Task to complete ▸
Copy every line of the records below word for word, changing nothing.

┌─ Dataset extract

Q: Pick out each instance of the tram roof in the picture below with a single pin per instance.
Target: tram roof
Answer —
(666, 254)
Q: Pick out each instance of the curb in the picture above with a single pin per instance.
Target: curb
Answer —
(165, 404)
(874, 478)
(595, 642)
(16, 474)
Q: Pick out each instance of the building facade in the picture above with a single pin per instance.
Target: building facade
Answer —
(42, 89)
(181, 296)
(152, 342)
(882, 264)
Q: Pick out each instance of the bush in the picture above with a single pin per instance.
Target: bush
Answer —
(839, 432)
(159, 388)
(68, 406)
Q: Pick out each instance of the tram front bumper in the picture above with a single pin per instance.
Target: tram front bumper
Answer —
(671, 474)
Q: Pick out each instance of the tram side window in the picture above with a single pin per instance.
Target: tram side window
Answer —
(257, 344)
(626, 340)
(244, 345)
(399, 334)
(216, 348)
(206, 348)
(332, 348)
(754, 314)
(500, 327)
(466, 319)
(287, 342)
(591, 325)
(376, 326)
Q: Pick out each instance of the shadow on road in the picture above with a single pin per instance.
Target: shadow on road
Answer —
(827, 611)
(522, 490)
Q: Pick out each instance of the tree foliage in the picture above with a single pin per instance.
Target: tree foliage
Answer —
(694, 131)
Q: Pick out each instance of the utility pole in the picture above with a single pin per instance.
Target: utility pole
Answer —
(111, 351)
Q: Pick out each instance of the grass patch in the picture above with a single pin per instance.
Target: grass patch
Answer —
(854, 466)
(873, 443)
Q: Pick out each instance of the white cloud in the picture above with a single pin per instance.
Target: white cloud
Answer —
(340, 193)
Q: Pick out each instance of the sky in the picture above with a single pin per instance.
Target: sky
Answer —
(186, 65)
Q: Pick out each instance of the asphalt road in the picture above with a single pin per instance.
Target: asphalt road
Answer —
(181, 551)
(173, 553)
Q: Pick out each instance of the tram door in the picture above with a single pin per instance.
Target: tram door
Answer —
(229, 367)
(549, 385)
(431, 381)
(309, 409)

└─

Written answer ▸
Q: Pick out each instance of the tram roof in the picture below with a single pin per instance.
Target: tram roof
Answer —
(666, 254)
Q: Pick out each instance of the curb in the picture above with a single pin per instance.
Target: curb
Answer —
(165, 404)
(874, 478)
(595, 642)
(16, 474)
Q: Pick out each instance of the building facade in the picture above with a single pin per instance.
Target: building facade
Answer —
(42, 89)
(181, 296)
(152, 342)
(882, 264)
Q: Pick out each instance of the bush in the picture above with a single pin per instance.
Target: bush
Answer —
(839, 432)
(159, 388)
(68, 406)
Q: Pick out each instance of the tram front bumper in the picture above with a single pin per instance.
Target: tram front bumper
Answer —
(671, 474)
Q: Pick out each instance of the tram side window in the picture above with a single pin per instance.
Target: tram side window
Answer —
(257, 344)
(626, 340)
(244, 345)
(399, 334)
(216, 348)
(206, 348)
(332, 348)
(754, 314)
(500, 327)
(466, 319)
(287, 342)
(591, 325)
(376, 326)
Q: Pick out each instance of the shadow on road in the picture above with a single pin per instance.
Target: shadow on road
Answer —
(827, 611)
(522, 490)
Q: Pick out each instance of the tree foliage in the picture above with a single pin per instance.
Target: tree foliage
Answer —
(694, 131)
Q: Pick out each instance of the utility pole in the picture above with a single pin per instance.
Target: utility pole
Answer —
(111, 351)
Q: Pick out each instance of the grass patch in the picture above with a single pin per instance.
Target: grass patch
Answer —
(854, 466)
(873, 443)
Q: Pick out each instance of the white cloud in the picture above with a single pin per instance.
Target: white cloud
Answer —
(340, 193)
Q: Pick out each instance of the sky in the picture above with a single pin per instance.
Target: sky
Answer —
(186, 65)
Q: Pick out each instance of the asphalt road in the picture above with a single pin per instance.
Target: asphalt road
Answer —
(181, 551)
(173, 553)
Q: Pick out each instance of the tram door in the picture above with a single pin per instance.
Target: tram door
Answer —
(229, 367)
(549, 385)
(431, 381)
(309, 409)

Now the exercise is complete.